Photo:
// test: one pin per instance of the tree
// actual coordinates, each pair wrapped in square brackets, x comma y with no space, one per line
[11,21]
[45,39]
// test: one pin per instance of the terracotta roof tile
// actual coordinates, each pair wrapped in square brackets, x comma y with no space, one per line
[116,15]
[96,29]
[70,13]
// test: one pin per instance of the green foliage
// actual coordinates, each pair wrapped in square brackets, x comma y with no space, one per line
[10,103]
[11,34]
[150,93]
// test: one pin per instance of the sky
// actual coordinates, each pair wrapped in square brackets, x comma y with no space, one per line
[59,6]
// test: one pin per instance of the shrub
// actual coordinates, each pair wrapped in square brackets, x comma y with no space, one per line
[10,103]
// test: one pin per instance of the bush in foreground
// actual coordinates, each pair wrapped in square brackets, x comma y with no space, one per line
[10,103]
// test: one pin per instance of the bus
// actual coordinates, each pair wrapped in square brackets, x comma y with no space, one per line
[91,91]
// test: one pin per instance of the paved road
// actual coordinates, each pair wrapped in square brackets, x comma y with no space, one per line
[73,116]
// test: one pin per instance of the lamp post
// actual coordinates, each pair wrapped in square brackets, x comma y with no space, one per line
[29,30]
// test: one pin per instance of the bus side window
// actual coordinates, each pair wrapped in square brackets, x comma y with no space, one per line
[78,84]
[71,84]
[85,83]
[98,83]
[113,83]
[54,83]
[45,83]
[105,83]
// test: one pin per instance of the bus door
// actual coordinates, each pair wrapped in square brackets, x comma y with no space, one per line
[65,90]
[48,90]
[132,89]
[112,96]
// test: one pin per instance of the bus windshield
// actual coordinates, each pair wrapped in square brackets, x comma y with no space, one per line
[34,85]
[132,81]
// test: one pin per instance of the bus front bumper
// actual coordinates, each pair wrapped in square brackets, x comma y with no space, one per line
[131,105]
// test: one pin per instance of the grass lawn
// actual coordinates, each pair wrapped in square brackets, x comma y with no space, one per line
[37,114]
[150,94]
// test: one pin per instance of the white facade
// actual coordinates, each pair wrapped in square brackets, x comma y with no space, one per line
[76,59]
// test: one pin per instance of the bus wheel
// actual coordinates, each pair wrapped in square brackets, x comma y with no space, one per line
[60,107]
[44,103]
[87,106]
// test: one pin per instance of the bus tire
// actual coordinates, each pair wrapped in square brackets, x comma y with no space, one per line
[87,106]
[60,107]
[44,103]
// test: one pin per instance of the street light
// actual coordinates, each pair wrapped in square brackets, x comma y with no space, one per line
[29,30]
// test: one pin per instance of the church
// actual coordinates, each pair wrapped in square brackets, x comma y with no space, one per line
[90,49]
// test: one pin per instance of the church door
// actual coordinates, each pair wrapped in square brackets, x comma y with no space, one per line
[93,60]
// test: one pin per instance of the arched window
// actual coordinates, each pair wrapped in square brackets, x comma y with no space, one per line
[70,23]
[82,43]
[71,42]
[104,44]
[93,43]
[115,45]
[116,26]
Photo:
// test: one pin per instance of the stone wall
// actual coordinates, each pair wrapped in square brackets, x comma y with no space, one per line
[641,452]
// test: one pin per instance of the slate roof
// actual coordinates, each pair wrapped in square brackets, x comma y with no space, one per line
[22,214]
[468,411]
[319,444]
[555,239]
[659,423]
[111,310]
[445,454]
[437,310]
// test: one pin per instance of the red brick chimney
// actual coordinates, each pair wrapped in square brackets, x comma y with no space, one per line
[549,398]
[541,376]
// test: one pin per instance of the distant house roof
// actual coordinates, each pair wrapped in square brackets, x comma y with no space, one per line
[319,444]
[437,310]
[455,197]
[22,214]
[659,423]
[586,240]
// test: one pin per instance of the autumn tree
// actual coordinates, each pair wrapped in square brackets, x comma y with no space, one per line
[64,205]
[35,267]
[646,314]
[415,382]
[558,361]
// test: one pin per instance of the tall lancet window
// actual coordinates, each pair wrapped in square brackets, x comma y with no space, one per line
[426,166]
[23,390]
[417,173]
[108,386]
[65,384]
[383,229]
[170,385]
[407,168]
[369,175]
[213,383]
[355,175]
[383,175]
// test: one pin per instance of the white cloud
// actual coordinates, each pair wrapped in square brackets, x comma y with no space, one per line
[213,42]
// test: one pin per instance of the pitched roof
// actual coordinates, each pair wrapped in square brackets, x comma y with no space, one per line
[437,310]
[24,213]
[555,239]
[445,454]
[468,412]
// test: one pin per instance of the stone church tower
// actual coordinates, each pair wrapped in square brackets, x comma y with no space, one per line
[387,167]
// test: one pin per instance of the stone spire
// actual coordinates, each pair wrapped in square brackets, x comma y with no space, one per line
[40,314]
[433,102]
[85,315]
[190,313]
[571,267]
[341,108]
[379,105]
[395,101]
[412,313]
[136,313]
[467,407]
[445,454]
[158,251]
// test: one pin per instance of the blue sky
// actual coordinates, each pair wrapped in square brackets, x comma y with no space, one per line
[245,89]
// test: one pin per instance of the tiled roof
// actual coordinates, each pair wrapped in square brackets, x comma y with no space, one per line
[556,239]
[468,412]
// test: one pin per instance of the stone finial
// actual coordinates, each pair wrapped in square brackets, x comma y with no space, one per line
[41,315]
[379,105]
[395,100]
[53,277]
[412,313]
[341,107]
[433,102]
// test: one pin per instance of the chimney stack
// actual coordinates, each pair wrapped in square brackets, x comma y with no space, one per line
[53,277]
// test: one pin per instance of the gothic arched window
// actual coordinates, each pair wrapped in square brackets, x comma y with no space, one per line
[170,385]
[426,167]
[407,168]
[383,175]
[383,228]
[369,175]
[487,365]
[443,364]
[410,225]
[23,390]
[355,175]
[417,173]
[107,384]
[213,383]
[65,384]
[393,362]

----

**Problem:** Please reproduce each record precisely as written.

**Result:**
Photo:
// test: one pin per instance of the tree
// actual coordinates, each pair wrapped in square brackets, x comma y with no space, one per line
[11,21]
[45,39]
// test: one pin per instance of the terracotta roof tile
// actual coordinates, each pair wrapped in square brackets, x comma y with no space, one per line
[116,15]
[96,29]
[70,13]
// test: one pin per instance of the green foliage
// actual coordinates, each pair wrapped in square brackets, x comma y with no space, one per line
[10,103]
[11,34]
[150,93]
// test: one pin per instance of the sky
// actual coordinates, each pair wrapped in square brackets, x comma y with no space, one per line
[59,6]
// test: one pin per instance of the shrub
// actual coordinates, each pair wrapped in square brackets, x comma y with no space, one per line
[10,103]
// test: one pin per instance of the bush in foreground
// actual coordinates, each pair wrapped in square brackets, x comma y with no space, one per line
[10,103]
// test: one pin per instance of the bus
// actual coordinates, each pair wrapped in square brackets, x comma y with no space, one per line
[91,91]
// test: one pin per instance of the paved road
// actual coordinates, each pair wrapped in square brackets, x comma y with no space, one per line
[73,116]
// test: one pin per instance of the lamp post
// actual coordinates, each pair wrapped in square brackets, x comma y with no space, one per line
[29,30]
// test: one pin per instance of the bus side window
// actual coordinates, each pair wrapped in square brackets, x comma y with no space, one per line
[78,84]
[71,84]
[85,83]
[98,83]
[113,83]
[54,83]
[45,83]
[105,83]
// test: one pin per instance of the bus door
// actual coordinates, each pair wrapped in square brackets, x comma y with no space, one per line
[65,90]
[48,90]
[132,89]
[112,96]
// test: one pin per instance of the bus windshield
// actual coordinates, each pair wrapped in square brackets, x comma y with no space, one per line
[34,85]
[132,81]
// test: one pin per instance of the bus front bumper
// actual coordinates, each pair wrapped in square brackets, x comma y with no space, one per line
[131,105]
// test: one pin per instance of the grass lawn
// actual coordinates, each pair wrapped in square brackets, x comma y with no space, one per line
[37,114]
[150,94]
// test: one pin per instance of the white facade
// actual coordinates, each pair wrapped in square brackets, x comma y with no space, one per line
[76,59]
// test: one pin per instance of the bus wheel
// actual coordinates, each pair wrapped in square brackets, x comma y with no space, one per line
[60,107]
[44,103]
[87,106]
// test: one pin per instance of the bus tire
// actual coordinates, each pair wrapped in square brackets, x comma y with no space, one per line
[87,106]
[60,107]
[44,103]
// test: one pin per instance of the street light
// actual coordinates, each pair wrapped in square brackets, x comma y with no space, one per line
[29,30]
// test: one pin per instance of the church
// actual coordinates, each pair wrapped in square brackets, x comma y with no space, one per line
[90,49]
// test: one pin per instance of the church door
// actual coordinates, each pair wrapped in square brackets, x comma y with no space, one per line
[93,60]
// test: one pin per instance of the arched window
// actual coordinates, each pair wrapped in square brackets, x comma y with no space, one per line
[70,23]
[82,43]
[71,42]
[104,44]
[93,43]
[115,45]
[116,26]
Photo:
// test: one pin per instance of the stone wall
// actual coordinates, each pair wrapped in square brackets, x comma y with no space, one per line
[641,452]
// test: one pin per instance of the slate roof
// actual coordinates, each pair wrapped in square brackets, x comma y with no space, one per line
[22,214]
[468,411]
[319,444]
[555,239]
[659,423]
[111,310]
[445,454]
[437,310]
// test: one pin per instance of the red brick chimney
// actual coordinates, each pair wrapped in square brackets, x comma y with no space, one per line
[549,398]
[541,376]
// test: one pin per instance of the distant house roof
// actual coordinates, each pair wrapped in square brackets, x comma y with no space, one per line
[319,444]
[437,310]
[455,197]
[22,214]
[659,423]
[586,240]
// test: one pin per instance of the autumn tree
// actual coordinates, each pair wrapped in square brackets, x comma y with no space, one per line
[64,205]
[35,267]
[646,314]
[415,382]
[558,361]
// test: one pin per instance of the tall lancet window
// actual coordinates, each pair wrapped in square brackets, x comma y with no space, one per line
[426,166]
[23,390]
[417,173]
[108,386]
[65,384]
[383,229]
[170,385]
[407,168]
[369,175]
[213,383]
[355,175]
[383,175]
// test: one pin per instance of the white cloud
// actual coordinates, each pair wrapped in square brackets, x comma y with no space, one per line
[213,42]
// test: one pin per instance of the pitched roof
// actual coordinates, each pair wrapped in square brackets, x comma y with no space, one per line
[437,310]
[24,213]
[555,239]
[445,454]
[468,412]
// test: one pin per instance of the stone church tower
// actual coordinates, each pair wrapped in square brackets, x comma y with no space, one per line
[387,167]
// test: one pin per instance of the stone spire
// actual coordinates, each pair wrapped in square brackets, x comma y with no space, one per line
[40,314]
[433,102]
[85,315]
[190,313]
[571,267]
[341,108]
[379,105]
[395,101]
[412,313]
[136,313]
[467,407]
[445,454]
[158,251]
// test: one pin per instance of the blue sky
// actual coordinates, each pair wrapped in square brackets, x comma y with no space, one per line
[245,89]
// test: one pin per instance of the tiled roof
// actual coordinates, each pair wrapped in square brackets, x comma y with no space, one per line
[556,239]
[468,412]
// test: one pin per instance of the stone finial
// actual coordinates, each pair wrapped in square brackets, x comma y with no space, one per line
[41,315]
[379,105]
[395,100]
[53,277]
[412,313]
[341,107]
[433,102]
// test: one pin per instance of the chimney stack
// actual coordinates, each pair wrapped in square brackets, x comma y with no space, one per line
[53,277]
// test: one pin per instance of the gothic arched window
// actual coordinates, each pair wrapped in square brackets, x comma y with no space, one per line
[170,385]
[426,167]
[407,168]
[383,175]
[383,228]
[369,175]
[487,365]
[443,364]
[410,225]
[23,390]
[355,175]
[417,173]
[107,384]
[213,383]
[65,384]
[393,362]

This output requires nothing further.